> _What the task asks_:
Can you retype only the lines from the one with "Target: sky" through the final line of the material, exactly as given?

> _Exercise input_:
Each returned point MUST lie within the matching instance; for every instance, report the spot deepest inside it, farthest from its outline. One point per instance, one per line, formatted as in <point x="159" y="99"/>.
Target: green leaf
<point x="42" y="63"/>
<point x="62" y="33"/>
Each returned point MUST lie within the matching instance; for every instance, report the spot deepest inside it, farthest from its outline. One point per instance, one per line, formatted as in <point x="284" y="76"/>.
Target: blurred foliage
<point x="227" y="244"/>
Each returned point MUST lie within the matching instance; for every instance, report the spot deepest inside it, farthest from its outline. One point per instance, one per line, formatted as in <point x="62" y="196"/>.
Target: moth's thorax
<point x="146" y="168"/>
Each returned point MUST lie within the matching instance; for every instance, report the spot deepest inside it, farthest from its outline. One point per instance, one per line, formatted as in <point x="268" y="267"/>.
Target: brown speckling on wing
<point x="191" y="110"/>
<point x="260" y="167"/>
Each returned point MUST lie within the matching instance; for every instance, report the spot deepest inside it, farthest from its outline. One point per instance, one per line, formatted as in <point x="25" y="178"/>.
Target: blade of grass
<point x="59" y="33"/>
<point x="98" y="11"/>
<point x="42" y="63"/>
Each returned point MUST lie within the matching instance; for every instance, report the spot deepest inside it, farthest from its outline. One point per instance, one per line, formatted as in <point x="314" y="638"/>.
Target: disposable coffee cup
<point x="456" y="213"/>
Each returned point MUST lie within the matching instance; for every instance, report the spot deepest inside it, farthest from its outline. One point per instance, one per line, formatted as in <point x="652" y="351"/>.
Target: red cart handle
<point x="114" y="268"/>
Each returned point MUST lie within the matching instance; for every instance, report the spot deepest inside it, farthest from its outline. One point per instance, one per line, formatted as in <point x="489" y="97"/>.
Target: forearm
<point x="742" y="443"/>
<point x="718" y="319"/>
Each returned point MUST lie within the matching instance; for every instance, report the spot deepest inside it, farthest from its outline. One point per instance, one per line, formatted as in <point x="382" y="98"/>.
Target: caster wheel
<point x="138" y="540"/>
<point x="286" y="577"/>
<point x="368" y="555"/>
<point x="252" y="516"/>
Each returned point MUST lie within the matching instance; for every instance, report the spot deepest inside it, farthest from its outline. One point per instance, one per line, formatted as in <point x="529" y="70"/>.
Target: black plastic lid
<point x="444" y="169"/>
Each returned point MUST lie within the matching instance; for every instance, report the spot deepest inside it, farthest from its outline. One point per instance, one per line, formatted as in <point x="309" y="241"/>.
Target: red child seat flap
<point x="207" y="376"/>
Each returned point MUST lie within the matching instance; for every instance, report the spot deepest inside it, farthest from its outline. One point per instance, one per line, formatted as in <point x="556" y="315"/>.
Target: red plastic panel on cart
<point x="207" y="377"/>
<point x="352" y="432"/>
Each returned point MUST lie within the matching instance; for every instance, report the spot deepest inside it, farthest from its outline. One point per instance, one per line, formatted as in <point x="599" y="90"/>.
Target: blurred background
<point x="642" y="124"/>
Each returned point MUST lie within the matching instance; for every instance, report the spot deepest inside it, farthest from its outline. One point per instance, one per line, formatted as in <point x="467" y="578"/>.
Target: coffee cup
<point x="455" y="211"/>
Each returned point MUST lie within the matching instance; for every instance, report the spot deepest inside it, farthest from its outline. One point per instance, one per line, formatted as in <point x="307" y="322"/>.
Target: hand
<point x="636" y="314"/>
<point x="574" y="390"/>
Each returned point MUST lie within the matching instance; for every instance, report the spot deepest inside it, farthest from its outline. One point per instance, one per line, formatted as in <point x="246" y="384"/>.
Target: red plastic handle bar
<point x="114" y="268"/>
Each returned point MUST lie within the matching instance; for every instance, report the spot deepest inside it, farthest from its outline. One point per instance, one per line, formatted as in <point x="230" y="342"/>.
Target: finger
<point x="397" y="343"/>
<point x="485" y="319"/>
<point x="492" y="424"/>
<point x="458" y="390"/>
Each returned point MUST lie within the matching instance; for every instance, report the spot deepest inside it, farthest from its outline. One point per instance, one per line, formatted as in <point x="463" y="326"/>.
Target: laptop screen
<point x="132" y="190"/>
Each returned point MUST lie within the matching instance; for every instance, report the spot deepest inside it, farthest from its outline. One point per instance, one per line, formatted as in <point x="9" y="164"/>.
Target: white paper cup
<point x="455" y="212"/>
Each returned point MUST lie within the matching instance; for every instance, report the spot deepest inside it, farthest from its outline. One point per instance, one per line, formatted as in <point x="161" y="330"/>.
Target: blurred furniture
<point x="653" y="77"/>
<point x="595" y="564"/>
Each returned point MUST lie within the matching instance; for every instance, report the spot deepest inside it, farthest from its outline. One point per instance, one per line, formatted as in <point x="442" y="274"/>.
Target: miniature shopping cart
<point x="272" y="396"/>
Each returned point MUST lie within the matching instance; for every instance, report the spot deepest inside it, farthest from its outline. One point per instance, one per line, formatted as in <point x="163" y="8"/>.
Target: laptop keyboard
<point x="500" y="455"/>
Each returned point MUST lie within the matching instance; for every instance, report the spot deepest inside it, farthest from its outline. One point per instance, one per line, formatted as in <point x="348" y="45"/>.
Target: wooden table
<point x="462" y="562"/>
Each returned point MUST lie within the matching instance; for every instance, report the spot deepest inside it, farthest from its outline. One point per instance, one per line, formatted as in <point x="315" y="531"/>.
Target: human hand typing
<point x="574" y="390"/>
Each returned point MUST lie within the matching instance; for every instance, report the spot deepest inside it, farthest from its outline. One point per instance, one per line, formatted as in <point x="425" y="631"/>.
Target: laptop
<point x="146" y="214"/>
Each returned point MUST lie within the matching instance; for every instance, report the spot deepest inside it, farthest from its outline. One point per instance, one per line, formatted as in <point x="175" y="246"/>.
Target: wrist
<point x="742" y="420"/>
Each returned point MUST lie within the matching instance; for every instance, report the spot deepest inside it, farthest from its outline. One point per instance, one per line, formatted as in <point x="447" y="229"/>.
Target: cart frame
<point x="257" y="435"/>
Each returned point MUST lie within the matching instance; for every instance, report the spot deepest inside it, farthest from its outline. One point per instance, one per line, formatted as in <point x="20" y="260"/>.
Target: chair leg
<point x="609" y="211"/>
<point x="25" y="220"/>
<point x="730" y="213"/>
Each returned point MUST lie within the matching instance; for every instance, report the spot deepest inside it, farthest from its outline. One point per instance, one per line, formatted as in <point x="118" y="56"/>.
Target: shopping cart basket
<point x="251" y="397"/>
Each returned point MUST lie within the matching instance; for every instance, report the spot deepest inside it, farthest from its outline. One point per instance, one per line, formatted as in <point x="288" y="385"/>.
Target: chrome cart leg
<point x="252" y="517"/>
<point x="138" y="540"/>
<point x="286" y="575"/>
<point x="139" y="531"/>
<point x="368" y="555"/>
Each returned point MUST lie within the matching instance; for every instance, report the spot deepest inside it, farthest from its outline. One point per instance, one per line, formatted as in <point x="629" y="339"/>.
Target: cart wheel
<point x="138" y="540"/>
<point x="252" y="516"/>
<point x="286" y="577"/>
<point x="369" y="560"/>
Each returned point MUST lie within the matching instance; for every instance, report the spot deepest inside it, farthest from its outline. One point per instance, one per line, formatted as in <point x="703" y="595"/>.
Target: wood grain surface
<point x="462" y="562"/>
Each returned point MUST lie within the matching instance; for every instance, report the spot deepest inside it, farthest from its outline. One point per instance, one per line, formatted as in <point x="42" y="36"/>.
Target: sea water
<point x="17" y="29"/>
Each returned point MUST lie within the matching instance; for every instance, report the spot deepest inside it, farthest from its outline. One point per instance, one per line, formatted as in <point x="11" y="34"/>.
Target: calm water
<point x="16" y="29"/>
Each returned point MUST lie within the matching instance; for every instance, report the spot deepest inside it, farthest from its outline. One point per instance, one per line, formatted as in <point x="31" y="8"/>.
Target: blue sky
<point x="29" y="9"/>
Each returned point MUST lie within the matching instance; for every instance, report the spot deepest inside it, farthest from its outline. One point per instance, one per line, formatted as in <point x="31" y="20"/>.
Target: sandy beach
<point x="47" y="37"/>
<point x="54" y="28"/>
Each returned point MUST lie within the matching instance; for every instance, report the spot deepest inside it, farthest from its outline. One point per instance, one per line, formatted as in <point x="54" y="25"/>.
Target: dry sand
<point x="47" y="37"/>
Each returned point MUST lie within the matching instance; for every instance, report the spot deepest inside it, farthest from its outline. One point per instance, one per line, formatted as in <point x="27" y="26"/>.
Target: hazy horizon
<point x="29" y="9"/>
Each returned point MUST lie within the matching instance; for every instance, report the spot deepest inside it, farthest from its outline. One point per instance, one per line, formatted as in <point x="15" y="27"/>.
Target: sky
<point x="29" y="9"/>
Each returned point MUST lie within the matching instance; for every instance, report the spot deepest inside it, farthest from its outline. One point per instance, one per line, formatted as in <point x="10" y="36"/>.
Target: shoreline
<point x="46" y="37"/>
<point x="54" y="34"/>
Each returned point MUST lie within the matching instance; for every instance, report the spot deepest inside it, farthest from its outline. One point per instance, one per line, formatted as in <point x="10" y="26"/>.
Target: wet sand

> _Output for this exercise_:
Target: sky
<point x="29" y="9"/>
Each returned point MUST lie within the matching instance; for every instance, report the spot deepest inside it, farthest from its outline. One point per instance, one per line, formatted as in <point x="10" y="36"/>.
Target: shoreline
<point x="46" y="37"/>
<point x="54" y="34"/>
Each returned point MUST lie within the matching instance; for every instance, report the spot deepest inside it, farthest from its outline. One point per instance, one per line, formatted as in <point x="10" y="26"/>.
Target: wet sand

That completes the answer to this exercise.